WHAT TO DO:
Can you copy out the whole passage on supporting foster families, word for word?

EXTRACT:
Help kids with homework. Homework time can be a crazy time, but it’s a great chance to share your gifts. Offer your area of expertise to help tutor or support foster children. It’s also a great opportunity for your church’s high school or college students to get involved (and may meet requirements for community service hours).
Offer program scholarships. Does your church have any children, youth or adult programs that require a fee to attend? Offer to waive that fee for foster children and parents. Many of these families struggle financially with the additional responsibility of caring for an extra child or children. Before making these promises, though, simply check with someone in charge and ask if they could budget in a few scholarships for foster families in your congregation.
Ask how you can pray specifically. They may need you to pray for wisdom with a particular child, for help with toilet training, or for a visit with the biological mom. Follow up. Tell them when and how you are specifically praying for them. Share a Bible verse you are claiming for them.

ENTRIES SUPPLIED:
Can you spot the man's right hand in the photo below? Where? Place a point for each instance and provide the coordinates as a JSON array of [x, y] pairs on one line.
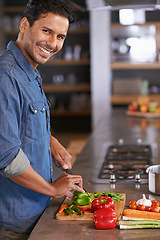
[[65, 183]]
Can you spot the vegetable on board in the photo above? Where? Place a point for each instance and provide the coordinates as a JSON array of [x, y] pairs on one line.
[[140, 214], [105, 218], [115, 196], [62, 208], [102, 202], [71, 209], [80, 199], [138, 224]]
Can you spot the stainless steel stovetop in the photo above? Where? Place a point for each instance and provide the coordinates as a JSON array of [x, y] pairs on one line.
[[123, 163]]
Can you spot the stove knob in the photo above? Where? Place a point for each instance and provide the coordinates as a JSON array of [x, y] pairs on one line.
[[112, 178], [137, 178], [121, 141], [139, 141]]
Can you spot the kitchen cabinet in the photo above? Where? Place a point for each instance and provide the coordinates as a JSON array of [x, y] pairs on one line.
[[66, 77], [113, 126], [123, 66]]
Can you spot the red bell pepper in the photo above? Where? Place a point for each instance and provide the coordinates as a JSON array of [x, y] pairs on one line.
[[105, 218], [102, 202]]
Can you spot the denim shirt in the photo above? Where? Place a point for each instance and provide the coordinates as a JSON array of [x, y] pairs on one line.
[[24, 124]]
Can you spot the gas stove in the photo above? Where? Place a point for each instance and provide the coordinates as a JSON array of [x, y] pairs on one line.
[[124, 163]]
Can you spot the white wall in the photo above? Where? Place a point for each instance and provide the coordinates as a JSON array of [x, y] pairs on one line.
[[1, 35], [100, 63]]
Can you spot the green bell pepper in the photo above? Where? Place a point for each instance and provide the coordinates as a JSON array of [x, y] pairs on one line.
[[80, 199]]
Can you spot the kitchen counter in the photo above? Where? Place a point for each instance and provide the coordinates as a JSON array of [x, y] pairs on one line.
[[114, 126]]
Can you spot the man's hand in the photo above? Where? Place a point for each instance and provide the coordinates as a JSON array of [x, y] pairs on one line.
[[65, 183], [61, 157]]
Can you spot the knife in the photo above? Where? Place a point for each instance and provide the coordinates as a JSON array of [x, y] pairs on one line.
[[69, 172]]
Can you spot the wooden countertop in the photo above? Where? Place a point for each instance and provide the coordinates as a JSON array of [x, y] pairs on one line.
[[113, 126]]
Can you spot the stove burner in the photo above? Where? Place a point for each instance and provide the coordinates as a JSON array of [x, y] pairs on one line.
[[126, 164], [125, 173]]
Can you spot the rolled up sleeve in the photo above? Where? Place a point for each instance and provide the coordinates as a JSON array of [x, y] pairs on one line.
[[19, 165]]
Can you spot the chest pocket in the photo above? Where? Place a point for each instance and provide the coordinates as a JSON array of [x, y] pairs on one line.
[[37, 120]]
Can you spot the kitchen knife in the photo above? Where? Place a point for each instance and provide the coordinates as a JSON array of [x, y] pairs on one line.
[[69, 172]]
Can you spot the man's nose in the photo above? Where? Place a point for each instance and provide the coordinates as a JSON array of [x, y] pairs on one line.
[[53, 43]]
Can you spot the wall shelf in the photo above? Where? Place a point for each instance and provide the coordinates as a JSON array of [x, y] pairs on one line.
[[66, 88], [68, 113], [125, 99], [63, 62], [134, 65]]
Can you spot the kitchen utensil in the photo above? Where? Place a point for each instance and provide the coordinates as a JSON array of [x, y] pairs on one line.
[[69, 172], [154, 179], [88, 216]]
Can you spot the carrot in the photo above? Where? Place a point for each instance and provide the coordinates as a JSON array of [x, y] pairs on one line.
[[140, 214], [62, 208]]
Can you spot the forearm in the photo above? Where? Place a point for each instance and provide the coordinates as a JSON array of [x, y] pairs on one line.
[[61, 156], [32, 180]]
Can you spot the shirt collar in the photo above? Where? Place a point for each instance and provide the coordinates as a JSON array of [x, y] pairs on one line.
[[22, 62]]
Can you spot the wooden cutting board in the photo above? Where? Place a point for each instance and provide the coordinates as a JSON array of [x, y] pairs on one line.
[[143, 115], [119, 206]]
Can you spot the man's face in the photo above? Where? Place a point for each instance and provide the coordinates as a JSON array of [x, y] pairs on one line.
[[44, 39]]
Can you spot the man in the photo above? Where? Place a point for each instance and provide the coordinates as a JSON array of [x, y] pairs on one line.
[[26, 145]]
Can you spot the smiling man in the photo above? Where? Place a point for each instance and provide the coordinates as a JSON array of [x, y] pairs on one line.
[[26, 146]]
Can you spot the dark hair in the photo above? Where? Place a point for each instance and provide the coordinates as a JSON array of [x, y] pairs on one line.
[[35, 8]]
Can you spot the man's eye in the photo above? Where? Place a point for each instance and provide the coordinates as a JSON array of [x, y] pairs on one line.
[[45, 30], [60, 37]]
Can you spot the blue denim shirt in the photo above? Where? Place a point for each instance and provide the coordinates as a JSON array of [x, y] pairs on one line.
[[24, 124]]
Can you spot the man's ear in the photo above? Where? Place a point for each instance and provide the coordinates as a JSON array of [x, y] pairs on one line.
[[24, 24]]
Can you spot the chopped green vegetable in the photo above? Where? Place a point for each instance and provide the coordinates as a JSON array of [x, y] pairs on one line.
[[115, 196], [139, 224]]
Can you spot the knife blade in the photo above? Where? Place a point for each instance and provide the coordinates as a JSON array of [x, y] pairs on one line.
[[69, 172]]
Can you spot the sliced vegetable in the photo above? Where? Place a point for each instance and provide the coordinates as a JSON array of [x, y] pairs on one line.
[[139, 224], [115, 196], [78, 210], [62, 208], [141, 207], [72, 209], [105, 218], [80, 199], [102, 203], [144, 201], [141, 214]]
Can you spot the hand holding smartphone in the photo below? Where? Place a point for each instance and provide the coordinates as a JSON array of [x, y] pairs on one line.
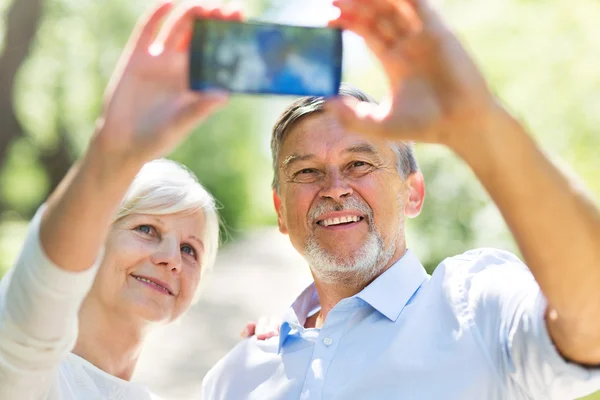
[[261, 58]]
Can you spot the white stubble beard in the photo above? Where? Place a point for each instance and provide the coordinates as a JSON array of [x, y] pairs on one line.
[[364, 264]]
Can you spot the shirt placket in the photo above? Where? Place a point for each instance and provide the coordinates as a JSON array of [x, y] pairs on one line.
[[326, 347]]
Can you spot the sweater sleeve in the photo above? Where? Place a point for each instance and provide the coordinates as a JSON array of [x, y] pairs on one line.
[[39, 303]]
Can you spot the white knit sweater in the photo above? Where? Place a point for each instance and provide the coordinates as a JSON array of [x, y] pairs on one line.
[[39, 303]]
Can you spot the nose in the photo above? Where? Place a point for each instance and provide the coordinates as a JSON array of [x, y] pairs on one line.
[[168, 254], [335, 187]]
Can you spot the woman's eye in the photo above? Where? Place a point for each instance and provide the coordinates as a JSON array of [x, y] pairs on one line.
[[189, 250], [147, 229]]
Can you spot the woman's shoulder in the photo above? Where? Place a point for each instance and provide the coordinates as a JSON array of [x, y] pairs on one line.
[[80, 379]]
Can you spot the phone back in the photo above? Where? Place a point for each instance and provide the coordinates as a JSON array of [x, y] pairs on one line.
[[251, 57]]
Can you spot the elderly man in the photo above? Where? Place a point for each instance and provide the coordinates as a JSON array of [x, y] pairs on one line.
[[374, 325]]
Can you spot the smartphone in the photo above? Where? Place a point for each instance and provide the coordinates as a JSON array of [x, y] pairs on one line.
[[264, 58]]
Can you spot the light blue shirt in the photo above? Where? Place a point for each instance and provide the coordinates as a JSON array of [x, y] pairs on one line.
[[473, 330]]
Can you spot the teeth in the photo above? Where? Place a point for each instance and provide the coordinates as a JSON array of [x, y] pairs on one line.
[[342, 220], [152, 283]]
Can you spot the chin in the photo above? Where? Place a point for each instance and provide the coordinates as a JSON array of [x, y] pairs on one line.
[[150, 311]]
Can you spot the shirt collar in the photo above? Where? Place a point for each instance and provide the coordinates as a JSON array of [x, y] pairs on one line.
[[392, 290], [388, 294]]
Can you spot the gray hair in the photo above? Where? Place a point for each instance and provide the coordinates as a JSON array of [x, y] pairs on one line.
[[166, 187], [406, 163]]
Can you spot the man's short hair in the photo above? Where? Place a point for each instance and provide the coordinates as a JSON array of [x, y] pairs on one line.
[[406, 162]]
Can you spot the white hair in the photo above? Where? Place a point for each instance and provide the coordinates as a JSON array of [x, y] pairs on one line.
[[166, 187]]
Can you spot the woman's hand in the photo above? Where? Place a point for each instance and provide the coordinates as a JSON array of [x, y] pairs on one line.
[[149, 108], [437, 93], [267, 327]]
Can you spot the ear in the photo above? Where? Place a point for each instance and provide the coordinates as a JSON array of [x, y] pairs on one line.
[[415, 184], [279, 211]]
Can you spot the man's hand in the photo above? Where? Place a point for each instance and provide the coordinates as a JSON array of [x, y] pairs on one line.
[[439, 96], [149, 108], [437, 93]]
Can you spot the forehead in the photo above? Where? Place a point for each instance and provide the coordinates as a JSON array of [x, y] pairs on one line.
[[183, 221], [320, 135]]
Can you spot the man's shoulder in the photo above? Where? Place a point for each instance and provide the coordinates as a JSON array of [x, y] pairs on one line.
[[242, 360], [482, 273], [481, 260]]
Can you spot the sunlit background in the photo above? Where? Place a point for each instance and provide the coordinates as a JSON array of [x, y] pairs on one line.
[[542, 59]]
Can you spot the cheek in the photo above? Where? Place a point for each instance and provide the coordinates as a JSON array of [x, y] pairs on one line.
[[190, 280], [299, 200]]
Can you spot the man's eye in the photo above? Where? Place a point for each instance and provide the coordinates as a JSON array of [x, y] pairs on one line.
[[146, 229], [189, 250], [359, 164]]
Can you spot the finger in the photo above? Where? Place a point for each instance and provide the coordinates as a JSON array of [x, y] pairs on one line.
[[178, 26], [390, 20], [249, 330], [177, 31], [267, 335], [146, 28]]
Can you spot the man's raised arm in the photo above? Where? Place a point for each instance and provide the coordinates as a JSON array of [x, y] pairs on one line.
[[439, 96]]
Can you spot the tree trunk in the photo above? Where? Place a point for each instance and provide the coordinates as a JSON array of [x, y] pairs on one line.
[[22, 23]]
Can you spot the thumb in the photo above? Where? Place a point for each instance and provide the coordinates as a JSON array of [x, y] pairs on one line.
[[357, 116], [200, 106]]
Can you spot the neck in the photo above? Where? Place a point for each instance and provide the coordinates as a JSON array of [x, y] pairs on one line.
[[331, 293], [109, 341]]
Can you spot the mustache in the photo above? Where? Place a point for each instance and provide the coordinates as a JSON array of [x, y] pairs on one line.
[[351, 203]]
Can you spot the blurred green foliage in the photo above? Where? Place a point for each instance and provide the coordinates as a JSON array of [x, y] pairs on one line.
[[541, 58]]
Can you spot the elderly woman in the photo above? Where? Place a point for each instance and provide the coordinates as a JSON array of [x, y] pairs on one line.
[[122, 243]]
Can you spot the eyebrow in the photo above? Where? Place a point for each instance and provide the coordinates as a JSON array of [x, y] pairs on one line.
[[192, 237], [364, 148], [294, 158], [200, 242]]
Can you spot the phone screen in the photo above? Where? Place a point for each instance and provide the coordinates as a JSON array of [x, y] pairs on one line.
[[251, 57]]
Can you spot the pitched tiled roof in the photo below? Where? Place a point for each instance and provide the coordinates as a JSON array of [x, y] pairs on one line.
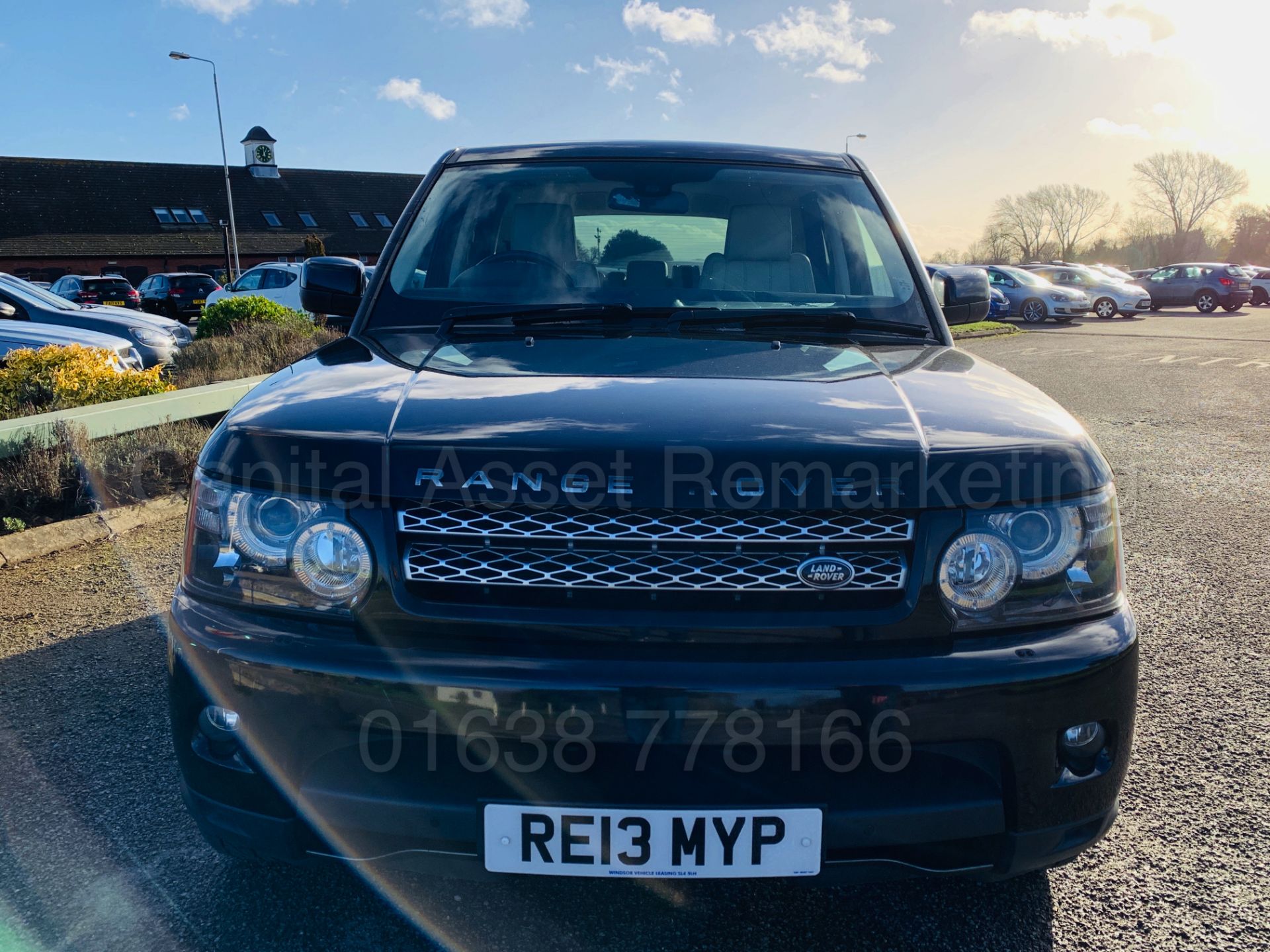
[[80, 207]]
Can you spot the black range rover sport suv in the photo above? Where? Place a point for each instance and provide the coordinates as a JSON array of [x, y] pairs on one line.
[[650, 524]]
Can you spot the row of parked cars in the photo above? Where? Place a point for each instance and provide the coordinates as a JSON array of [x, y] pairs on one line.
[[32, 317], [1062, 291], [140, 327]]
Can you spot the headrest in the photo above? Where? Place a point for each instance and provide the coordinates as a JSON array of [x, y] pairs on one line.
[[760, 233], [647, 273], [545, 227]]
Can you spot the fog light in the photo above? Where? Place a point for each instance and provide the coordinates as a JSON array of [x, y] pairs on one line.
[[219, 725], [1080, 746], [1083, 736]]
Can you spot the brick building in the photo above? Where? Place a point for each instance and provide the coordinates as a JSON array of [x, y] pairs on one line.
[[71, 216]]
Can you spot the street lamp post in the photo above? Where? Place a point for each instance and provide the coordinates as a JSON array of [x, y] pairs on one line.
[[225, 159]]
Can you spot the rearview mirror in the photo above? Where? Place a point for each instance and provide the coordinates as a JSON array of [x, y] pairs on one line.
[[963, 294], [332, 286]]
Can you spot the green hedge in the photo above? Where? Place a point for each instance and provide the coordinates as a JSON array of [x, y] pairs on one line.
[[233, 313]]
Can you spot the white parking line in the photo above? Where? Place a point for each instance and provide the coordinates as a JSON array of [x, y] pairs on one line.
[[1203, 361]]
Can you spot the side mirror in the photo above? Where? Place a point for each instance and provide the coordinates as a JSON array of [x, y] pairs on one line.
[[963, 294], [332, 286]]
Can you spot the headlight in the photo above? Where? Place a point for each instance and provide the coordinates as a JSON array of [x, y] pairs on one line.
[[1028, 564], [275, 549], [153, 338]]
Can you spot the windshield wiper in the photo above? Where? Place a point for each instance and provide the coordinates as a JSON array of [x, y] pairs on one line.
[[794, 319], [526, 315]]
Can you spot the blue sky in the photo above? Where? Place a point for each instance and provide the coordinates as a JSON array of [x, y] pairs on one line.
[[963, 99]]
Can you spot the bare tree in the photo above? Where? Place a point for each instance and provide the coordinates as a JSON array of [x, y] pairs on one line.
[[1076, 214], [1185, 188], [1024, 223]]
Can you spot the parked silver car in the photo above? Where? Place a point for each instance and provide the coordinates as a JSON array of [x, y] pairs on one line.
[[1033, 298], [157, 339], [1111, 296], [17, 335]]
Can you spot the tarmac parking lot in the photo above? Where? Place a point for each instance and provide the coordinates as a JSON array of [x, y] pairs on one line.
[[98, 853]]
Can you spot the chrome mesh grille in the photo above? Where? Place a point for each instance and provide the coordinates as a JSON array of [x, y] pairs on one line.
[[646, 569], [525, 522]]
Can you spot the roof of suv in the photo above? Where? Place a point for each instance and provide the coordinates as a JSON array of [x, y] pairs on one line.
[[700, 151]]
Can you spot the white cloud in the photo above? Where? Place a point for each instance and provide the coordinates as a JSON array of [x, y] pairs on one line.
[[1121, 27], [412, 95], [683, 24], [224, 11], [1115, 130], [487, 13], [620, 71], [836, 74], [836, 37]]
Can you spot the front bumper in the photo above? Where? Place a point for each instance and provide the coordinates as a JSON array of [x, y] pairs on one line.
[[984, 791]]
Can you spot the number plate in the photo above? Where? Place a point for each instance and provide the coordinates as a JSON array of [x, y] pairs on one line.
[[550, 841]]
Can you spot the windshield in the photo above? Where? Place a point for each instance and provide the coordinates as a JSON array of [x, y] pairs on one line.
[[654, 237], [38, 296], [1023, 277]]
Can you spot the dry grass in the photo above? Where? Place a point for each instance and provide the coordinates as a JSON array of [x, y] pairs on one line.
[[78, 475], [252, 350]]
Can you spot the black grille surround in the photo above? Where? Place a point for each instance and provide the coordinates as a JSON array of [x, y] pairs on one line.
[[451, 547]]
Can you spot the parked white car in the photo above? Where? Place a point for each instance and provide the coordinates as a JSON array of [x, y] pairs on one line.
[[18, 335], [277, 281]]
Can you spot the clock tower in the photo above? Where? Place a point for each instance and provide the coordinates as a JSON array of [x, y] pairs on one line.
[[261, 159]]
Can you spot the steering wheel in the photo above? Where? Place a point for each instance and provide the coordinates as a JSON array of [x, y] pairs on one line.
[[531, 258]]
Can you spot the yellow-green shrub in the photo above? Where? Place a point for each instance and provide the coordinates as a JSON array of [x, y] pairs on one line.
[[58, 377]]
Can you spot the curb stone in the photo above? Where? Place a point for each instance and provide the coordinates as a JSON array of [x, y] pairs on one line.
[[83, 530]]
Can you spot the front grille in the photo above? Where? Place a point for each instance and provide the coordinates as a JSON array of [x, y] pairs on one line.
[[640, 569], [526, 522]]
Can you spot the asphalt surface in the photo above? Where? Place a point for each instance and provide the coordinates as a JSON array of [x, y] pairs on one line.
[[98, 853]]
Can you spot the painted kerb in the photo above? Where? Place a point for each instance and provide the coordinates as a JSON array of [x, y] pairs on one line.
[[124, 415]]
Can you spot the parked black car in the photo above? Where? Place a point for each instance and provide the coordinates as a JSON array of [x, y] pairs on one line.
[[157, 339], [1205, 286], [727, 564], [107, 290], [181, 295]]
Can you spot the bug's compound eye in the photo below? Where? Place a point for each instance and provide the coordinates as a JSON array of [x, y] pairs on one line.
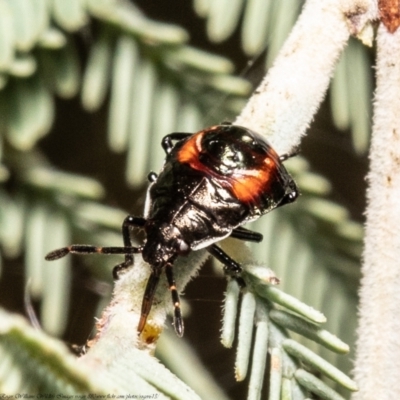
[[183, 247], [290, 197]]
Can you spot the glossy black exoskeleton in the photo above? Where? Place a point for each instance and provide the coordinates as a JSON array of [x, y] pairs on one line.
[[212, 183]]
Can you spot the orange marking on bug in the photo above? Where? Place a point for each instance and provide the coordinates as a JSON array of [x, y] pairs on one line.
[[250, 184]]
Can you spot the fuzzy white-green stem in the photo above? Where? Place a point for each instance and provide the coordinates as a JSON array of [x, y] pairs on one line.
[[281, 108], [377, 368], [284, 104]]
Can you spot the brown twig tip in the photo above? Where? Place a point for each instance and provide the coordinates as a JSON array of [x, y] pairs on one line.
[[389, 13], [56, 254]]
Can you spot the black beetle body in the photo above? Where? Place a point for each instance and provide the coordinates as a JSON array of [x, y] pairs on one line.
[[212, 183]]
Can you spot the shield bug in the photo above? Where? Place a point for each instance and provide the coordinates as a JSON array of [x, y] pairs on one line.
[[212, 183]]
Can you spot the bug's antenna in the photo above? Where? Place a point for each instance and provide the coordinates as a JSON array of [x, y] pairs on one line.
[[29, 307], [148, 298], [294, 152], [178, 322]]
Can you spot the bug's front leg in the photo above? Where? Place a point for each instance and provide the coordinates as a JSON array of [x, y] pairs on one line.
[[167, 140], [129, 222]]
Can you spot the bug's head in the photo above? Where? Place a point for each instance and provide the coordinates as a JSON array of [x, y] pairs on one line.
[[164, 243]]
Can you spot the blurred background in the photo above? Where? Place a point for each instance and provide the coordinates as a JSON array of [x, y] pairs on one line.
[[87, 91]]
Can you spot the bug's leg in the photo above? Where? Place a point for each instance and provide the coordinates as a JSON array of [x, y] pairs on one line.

ANSWER FOR THIS EXERCISE:
Help kids with homework. Homework time can be a crazy time, but it’s a great chance to share your gifts. Offer your area of expertise to help tutor or support foster children. It’s also a great opportunity for your church’s high school or college students to get involved (and may meet requirements for community service hours).
Offer program scholarships. Does your church have any children, youth or adult programs that require a fee to attend? Offer to waive that fee for foster children and parents. Many of these families struggle financially with the additional responsibility of caring for an extra child or children. Before making these promises, though, simply check with someone in charge and ask if they could budget in a few scholarships for foster families in your congregation.
Ask how you can pray specifically. They may need you to pray for wisdom with a particular child, for help with toilet training, or for a visit with the biological mom. Follow up. Tell them when and how you are specifically praying for them. Share a Bible verse you are claiming for them.